*Directive*
Swap "shelf-audit" for "stock-check" in the entries from the line containing "of the yellow" through the line containing "x=419, y=279", both included. Give back only those lines, with everything else left as it is.

==*==

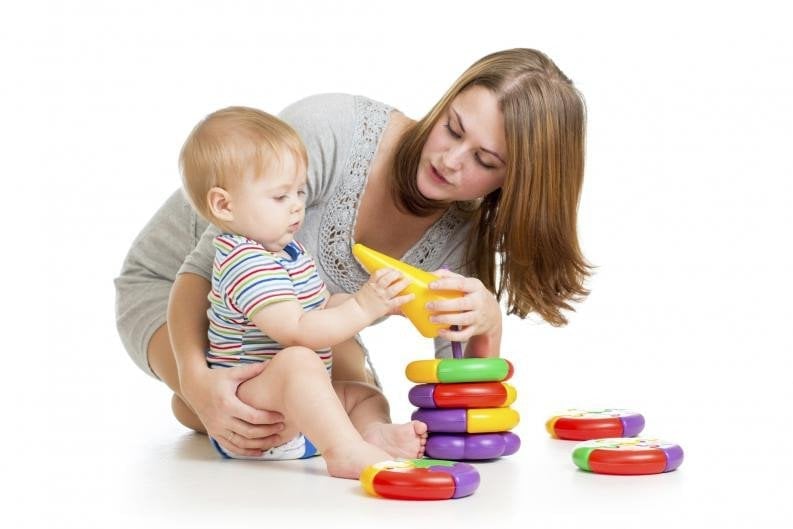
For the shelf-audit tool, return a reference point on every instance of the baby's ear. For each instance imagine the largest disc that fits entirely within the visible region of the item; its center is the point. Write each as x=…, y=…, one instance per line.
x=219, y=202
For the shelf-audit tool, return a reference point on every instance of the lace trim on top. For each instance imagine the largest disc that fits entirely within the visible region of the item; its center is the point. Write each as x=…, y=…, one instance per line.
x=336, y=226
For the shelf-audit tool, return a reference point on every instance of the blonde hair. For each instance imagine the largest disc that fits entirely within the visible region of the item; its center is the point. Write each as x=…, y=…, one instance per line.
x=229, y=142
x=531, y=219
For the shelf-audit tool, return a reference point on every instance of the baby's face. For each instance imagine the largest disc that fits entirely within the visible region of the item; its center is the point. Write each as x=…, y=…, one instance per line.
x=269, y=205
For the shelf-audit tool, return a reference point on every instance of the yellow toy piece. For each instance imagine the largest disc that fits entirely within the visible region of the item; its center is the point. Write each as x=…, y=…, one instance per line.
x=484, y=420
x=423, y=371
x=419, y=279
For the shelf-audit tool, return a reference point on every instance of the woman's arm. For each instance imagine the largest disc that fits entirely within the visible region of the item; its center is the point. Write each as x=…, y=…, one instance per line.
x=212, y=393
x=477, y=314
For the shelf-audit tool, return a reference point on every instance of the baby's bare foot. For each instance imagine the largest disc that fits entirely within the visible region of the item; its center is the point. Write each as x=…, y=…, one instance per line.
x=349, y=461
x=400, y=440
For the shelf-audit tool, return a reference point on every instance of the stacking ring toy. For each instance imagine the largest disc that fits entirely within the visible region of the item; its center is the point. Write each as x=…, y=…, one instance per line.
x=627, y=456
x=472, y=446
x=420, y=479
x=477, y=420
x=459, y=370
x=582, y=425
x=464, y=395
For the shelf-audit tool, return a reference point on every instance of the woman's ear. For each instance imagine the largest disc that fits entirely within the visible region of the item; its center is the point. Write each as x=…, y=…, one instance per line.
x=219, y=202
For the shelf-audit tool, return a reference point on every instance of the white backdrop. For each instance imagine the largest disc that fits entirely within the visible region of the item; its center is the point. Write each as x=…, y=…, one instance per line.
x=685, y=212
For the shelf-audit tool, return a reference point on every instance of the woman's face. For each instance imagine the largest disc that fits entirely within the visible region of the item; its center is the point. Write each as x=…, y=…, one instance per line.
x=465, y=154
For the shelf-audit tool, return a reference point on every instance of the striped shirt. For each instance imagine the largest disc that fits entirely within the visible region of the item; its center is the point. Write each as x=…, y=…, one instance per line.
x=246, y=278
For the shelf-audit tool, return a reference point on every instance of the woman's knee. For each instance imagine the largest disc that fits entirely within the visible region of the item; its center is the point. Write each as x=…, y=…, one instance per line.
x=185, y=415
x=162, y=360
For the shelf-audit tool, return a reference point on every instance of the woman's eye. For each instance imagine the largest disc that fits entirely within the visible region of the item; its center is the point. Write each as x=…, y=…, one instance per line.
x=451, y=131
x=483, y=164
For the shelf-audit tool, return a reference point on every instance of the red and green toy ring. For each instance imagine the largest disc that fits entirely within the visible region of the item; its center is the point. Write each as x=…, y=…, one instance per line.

==*==

*Solution below*
For the stock-check tool, return a reference point on every instance of the yellow toy piece. For each instance imagine the largest disc that fits entirely within the visible region of the item; its center is the point. Write each as x=…, y=…, one instance per line.
x=484, y=420
x=423, y=371
x=419, y=279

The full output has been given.